Tanrı Japonya genelinde ve özellikle tarım için yağmur ve balıkçılığın olduğu yerli topluluklar için oldukça değerli olan kırsal kesimlerde tapınaklara sahiptir. Sanatta Ryujin, sıklıkla denizde yaşayan bir ejder veya devasa bir yılan olarak tasvir edilir. Japonya’da güç ve monarşiyi temsil eden ve gelgitleri kontrol edebildiği yuvarlak sihirli mücevherini taşıyabilir.

DENİZİN DALGALI DOĞASINI YANSITAN RYUJİN KÖTÜ BİR GÜÇ VEYA ZOR DURUMDAKİ KAHRAMANLARA YARDIM EDEN KİBAR BİR HÜKÜMDAR DA OLABİLİR.

Efsaneler ve Kahramanlar

Ryujin çeşitli Japon efsanesinin baş kahramanıdır fakat denizin değişken doğasını yansıtarak ya uğursuz bir güç ya da zor durumdaki kahramanlara yardım eden nazik bir hükümdar olabilir. Örneğin, Watatsumi kılığında, kahramanın kardeşi Hoderi’ye karşı, Hoori’ye yardım etmiştir. Ancak, Ryujin Fujiwara klanının kurucusu olan Kamatari’ye ait olan mücevheri de çalmıştır. Mücevher yalnızca Kamatari’nin eşinin deniz altındaki tanrının sarayına dalıp geri alabilirdi, fakat bu süreçte trajik bir şekilde boğulmuştu.

● **Çıkarılan kayıtlar**
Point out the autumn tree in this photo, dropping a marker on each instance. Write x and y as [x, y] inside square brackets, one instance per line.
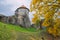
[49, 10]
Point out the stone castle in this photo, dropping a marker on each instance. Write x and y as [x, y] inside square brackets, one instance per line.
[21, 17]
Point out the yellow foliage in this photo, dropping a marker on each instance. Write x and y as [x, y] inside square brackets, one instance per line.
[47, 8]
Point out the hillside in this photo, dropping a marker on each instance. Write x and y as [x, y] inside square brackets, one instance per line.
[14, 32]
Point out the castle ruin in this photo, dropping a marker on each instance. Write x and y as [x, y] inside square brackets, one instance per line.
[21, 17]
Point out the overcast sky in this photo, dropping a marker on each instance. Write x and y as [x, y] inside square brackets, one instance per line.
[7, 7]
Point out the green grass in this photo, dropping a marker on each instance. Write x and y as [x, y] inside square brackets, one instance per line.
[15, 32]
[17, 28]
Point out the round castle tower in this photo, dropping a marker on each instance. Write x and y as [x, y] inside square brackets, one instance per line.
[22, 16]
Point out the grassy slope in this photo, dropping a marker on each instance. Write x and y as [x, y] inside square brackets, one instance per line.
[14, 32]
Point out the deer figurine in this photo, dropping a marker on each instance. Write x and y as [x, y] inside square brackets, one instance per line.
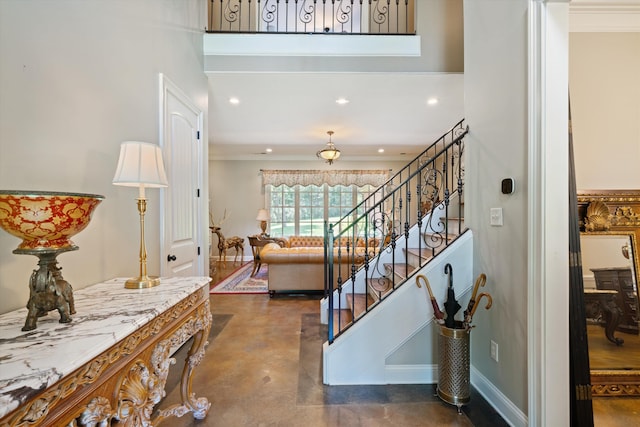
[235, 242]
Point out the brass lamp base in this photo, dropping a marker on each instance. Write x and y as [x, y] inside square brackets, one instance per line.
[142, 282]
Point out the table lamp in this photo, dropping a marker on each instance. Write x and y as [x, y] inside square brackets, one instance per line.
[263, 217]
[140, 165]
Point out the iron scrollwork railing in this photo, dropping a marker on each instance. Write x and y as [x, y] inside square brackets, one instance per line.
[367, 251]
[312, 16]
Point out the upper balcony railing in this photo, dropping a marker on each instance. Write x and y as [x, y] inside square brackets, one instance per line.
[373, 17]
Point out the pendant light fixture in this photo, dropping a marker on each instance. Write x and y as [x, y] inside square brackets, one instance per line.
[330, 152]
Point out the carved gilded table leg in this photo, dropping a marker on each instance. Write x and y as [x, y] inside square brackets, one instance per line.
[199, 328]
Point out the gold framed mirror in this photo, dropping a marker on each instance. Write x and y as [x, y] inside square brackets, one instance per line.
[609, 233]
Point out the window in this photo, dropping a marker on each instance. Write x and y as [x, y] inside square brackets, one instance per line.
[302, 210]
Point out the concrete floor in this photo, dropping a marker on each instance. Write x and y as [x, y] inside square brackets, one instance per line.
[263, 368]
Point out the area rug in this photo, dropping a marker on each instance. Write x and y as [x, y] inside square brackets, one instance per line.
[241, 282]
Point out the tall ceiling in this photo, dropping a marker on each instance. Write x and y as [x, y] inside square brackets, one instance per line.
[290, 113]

● **Verilen görevler**
(1) Ryujin metnine göre Ryujin sanatta sıklıkla nasıl tasvir edilir?
(2) Ryujin metninde "Tanrı Japonya genelinde" sözlerini içeren yerle açılıp "HÜKÜMDAR DA OLABİLİR." ile kapanan bölümü hiçbir değişiklik yapmadan yeniden verin.

● **Alıştırma çözümleri**
(1) Denizde yaşayan bir ejder veya devasa bir yılan olarak.

(2)
Tanrı Japonya genelinde ve özellikle tarım için yağmur ve balıkçılığın olduğu yerli topluluklar için oldukça değerli olan kırsal kesimlerde tapınaklara sahiptir. Sanatta Ryujin, sıklıkla denizde yaşayan bir ejder veya devasa bir yılan olarak tasvir edilir. Japonya’da güç ve monarşiyi temsil eden ve gelgitleri kontrol edebildiği yuvarlak sihirli mücevherini taşıyabilir.

DENİZİN DALGALI DOĞASINI YANSITAN RYUJİN KÖTÜ BİR GÜÇ VEYA ZOR DURUMDAKİ KAHRAMANLARA YARDIM EDEN KİBAR BİR HÜKÜMDAR DA OLABİLİR.